**WHAT IS REQUIRED**
Can you quote the material word for word, from its beginning through the line containing "left=31, top=148, right=144, bottom=256", and leave the pictures out?

***** SOURCE MATERIAL

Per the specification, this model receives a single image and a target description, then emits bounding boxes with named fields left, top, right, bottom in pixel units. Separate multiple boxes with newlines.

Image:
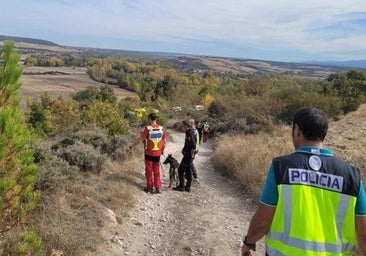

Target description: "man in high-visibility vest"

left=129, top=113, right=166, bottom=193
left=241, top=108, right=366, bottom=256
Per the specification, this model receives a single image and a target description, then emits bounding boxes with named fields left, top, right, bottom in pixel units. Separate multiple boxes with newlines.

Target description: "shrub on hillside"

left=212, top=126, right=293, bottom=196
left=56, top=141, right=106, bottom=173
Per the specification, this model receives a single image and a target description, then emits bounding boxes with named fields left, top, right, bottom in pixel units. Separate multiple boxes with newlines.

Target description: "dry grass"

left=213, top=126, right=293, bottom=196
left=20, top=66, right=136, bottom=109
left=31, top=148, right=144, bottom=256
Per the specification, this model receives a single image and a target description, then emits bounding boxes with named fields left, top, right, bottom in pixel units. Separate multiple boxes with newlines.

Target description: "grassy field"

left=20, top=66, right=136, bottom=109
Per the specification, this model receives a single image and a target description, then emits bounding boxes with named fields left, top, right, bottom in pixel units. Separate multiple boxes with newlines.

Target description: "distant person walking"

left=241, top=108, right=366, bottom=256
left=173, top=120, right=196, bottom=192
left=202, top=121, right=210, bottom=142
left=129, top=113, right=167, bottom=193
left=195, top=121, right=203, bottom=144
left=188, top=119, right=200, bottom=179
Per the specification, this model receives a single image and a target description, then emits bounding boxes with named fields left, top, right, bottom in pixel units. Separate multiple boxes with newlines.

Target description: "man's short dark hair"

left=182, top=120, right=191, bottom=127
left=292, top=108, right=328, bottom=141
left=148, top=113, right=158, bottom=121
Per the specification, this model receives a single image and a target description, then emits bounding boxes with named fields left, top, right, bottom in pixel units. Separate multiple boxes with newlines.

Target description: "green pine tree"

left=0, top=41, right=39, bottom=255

**********

**RESPONSE**
Per the specification, this model receives a single image and a target description, then emits bounding boxes with named fields left, top, right, bottom in pixel units. Separate multiple boxes with newlines.

Image:

Target description: "man in high-visibility vest"

left=129, top=113, right=166, bottom=193
left=241, top=108, right=366, bottom=256
Per the specification, this model receives a single image and a target description, then emits bounding boxes with named fields left, top, right, bottom in pixel units. Separate multiple boxes with newlines.

Target description: "shrub on hillside"

left=212, top=126, right=293, bottom=196
left=56, top=141, right=106, bottom=173
Per the specification, this model receives a single image and a target description, then emits bounding boxes with named fields left, top, right, bottom in pixel units. Separate multiple boxes with newlines.

Target description: "dry grass"

left=213, top=126, right=293, bottom=196
left=20, top=66, right=136, bottom=109
left=31, top=148, right=144, bottom=256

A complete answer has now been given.